_Source extract_
──────
I suppose it is true that Christmas seems to be coming quicker and quicker every year. People have been asking me, indignation on their faces, what I think about people already playing Christmas songs or (heaven forbid) purchasing Christmas trees? What is the correct date to begin celebrating Christmas?
I have, more than a little coyly, deferred to Dickens’ A Christmas Carol and wanting to keep Christmas alive in my heart year round as Scrooge had after his conversion, “and it was always said of him, that he knew how to keep Christmas well, if any man alive possessed the knowledge. May that truly be said of us, and all of us! And so, as Tiny Tim observed, God bless Us, Every One!” But people usually give me an exasperated sigh and say something to the affect of: “So you’re one of those people.”
Granted, the majority of complaints I receive from people about Christmas season are commercial ones. I’ve heard from folks that storefronts had barely taken down Halloween decorations before the Christmas ones were popping up. I can appreciate these concerns, I really can – they do seem to be signs of a further commoditization of Christmas (and all other holidays), but I wonder if Thanksgiving really cares about the face time. Do there need to be giant pilgrims and smiling turkeys in our stores to usher in the holiday cheer?
What Hand Turkeys have to do with Thanksgiving, I don't know... But they do.
──────
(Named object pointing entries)
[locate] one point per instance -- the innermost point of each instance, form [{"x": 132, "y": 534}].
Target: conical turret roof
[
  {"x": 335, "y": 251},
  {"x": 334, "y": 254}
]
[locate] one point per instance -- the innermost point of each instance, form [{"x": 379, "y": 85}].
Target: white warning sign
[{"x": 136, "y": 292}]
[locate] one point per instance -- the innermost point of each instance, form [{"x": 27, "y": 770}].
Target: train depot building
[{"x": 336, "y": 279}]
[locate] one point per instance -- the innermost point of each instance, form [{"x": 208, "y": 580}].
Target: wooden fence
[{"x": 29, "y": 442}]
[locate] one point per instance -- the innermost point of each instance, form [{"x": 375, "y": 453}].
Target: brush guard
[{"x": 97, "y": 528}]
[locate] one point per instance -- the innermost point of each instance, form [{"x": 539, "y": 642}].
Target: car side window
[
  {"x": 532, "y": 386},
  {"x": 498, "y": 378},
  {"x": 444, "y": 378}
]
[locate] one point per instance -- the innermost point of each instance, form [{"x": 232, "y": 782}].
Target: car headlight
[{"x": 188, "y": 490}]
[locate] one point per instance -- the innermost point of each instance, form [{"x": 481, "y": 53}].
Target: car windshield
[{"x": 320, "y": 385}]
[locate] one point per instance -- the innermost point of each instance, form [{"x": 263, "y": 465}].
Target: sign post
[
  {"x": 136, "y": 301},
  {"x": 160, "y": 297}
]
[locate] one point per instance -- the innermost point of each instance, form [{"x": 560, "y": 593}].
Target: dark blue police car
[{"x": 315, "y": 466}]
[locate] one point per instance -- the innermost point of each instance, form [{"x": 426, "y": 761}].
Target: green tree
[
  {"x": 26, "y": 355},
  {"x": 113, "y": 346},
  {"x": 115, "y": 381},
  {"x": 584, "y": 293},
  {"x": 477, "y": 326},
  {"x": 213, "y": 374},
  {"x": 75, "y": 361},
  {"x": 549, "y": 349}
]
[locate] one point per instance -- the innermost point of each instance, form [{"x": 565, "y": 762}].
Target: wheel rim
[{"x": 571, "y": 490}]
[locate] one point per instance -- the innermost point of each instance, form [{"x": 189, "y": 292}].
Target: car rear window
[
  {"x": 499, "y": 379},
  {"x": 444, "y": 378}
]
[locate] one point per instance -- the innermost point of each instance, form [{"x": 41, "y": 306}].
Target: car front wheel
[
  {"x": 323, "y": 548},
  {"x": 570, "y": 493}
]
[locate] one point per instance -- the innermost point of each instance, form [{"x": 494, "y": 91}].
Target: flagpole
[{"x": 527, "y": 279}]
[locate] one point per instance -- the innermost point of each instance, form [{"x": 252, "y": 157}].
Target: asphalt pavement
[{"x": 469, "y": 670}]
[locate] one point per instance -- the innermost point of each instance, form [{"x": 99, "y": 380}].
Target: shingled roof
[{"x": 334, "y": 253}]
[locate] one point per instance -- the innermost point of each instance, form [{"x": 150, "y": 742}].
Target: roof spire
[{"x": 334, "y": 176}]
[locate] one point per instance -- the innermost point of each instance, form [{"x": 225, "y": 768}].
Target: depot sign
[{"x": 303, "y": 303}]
──────
_Directions_
A. Translate this sentence from the essay on the Christmas season into Spanish: "I’ve heard from folks that storefronts had barely taken down Halloween decorations before the Christmas ones were popping up."
B. Answer these questions using the essay on the Christmas season:
(i) Which book does the writer defer to when asked when to begin celebrating Christmas?
(ii) What do people usually say to the writer after an exasperated sigh?
(iii) Which decorations had storefronts barely taken down before the Christmas ones appeared?
C. Continue the essay on the Christmas season from the point where it stops.

_Answers for the tasks_
A. He oído decir a la gente que las tiendas apenas habían quitado la decoración de Halloween cuando ya empezaba a aparecer la de Navidad.

B.
(i) Dickens’ A Christmas Carol.
(ii) "So you’re one of those people."
(iii) Halloween decorations.

C.
However, I didn’t want to leave all of you dear readers debating the validity of this line of thinking, so I decided to invent a time machine and go back to the first Thanksgiving at Plymouth (not Berkeley) and partake in their merriment.
And so with the handy pilgrim costume I always keep on hand, I was in my time machine and rushing back to 1621. I arrived to the smell of fresh baked rolls and cooking duck and the sight of a child chasing a dog through a vegetable garden and her mother scolding close behind.

"The First Thanksgiving", painted by Jean Leon Gerome Ferris
I tried to hide in the margins (something I picked up from being a wallflower back in High School) but these kind people pulled me into tumult of their celebration. We feasted and laughed for hours, only taking breaks from our eating long enough to either go for what they called “walks to get gut a’circulating” or sweep the children up into our arms and set them upon our knees so they could recount their latest adventure.
The party was going on without a hitch, but I could tell that there was something missing… Dancing! These Pilgrims weren’t dancing! Now, I should have remembered from my history books that Protestants were not the biggest fans of dancing back in the Seventeenth Century, but I had maybe thrown back a little bit too much mead to consider that at the moment. I eventually swaggered over to the cutest bonneted lady I’d ever seen and took her by the hand. At first the dancing was a little strained, but she quickly took to it. There were a few frowns from on-lookers, but the Wampanoag began howling with laughter and a few of the tribe’s youth came to join us. Eventually the Pilgrims’ eyes began to soften and slowly but surely they joined us in the most ruckus Pilgrim Dance Party America had ever experienced.
Dancing continued until the early hours of the morning when we all collapsed in fits of laughter and Tryptophan induced comas. This truly was a Thanksgiving to be thankful for.
But then the unthinkable happened.
There was an unearthly scream that jarred us all awake. Little Alverice was gone but we could hear him crying. Without considering the danger we might be thrusting ourselves into, I rallied the Pilgrims and Wampanoag behind me and we charged into the wilderness after the lost lad.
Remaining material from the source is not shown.